Tenho um perfil mais liberal e poderia até concordar, mas, quando estamos falando de estudantes, temos de lembrar que o Brasil ficou muito para trás até de países como o Chile e a Argentina. É fundamental o Estado contribuir com a Educação, seja por meio do transporte escolar, seja pela Bolsa Universitária.
Qual será o impacto da retirada do Passe Livre em um estudante? O bilhete é usado exclusivamente para estudar, porque tem o horário de validade. O Passe Livre tem sua contribuição na formação dos alunos e não tem tanto impacto em termos de corte de gastos.
Euler de França Belém – O sr. é favorável à privatização da Iquego e da Metrobus?
Da Iquego, completamente. Ela está capengando há muitos anos, o que o Estado quer com isso?
A situação da Metrobus precisa ser estudada. O Estado e a Prefeitura de Goiânia querem entregar a empresa para a iniciativa privada e, no caso do Governo, tirar o corpo fora nas questões que envolvem a tarifa.
Ano passado, a AGR vetou três vezes os valores de aumentos propostos para a passagem. Por que tirar a responsabilidade dela sobre isso? Por que ela está incomodando. O Estado contribui, não cobra ICMS do combustível das empresas, então não pode ficar ausente das discussões sobre o preço das passagens. O que há é interesse do prefeito e do governador de entregar o serviço para os grupos que comandam no setor há muitos anos em Goiânia.

Dados registrados ->
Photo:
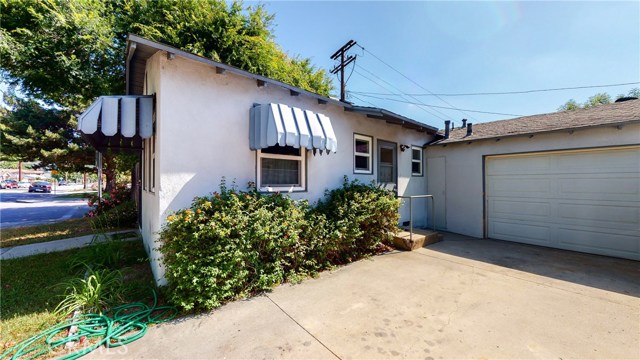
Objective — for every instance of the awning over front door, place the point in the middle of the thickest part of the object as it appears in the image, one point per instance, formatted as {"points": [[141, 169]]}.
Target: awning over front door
{"points": [[278, 124], [118, 122]]}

Lista de tarefas ->
1. De acordo com o texto em estudo, quantas vezes a AGR vetou, no ano passado, os valores de aumento propostos para a passagem?
2. Dê continuidade ao texto em estudo a partir de sua última frase.

Respostas ->
1. Três vezes.

2.
Euler de França Belém – O que está ocorrendo dentro da AGR? Diretores estão sendo retirados?
O Governo atual está buscando de todas as formas retirar as pessoas que foram eleitas no mandato anterior dos conselhos [estaduais]. Nem entro nessa questão, pois se a gestão acha que deve fazer, cabe a ela. Isso vai acabar até na Justiça.
Euler de França Belém – E o sr. é favorável a levar a Saneago para a Bolsa de Valores?
Sim. Acho, inclusive, que os municípios poderiam distribuir a água, ter linhas de créditos para investir em equipamentos, seria mais uma fonte de recursos para eles. A Saneago pode ficar com o fornecimento.
A Saneago é uma estrutura muito grande, há diretores ganhando R$ 50 mil por mês. Nesse ponto, o Estado tem de ser menor.
Euler de França Belém – O sr. é candidato a prefeito de Goiânia?
Sou político, tenho coragem [de ser candidato]. Tenho minha história em Goiânia, apesar da referência no São Patrício e Vale do Araguaia. Minha atuação na Assembleia vai ser fundamental para isso, vou dar minha visão administrativa sobre Goiânia e sobre o atual prefeito.
Não tenho dúvida de que temos time e gente. Estarei com 49 anos e tenho total disposição para enfrentar esse processo eleitoral. Politicamente estou amadurecendo, tendo mais experiência.
Euler de França Belém – A impressão é que Goiânia não precisa de prefeito, porque, se precisasse, teria um e atualmente não tem e a cidade está funcionando no piloto automático. O repórter do Jornal Opção Rafael Oliveira rodou a periferia e ficou surpreso com a quantidade de obras inconclusas. E o prefeito, após fazer caixa nos dois primeiros anos, vai fazer obras que dão visibilidade na classe média. O sr. acha que o eleitor mudou e não acredita mais nisso?
É o estilo populista dele, fazer obras para dizer que é um grande prefeito. Mas o eleitor infelizmente ainda tem memória curta. Hoje a rede pública municipal de Saúde é uma infelicidade. Não tem maternidade, não tem posto de saúde funcionando, um Cais, faltam médicos especialistas.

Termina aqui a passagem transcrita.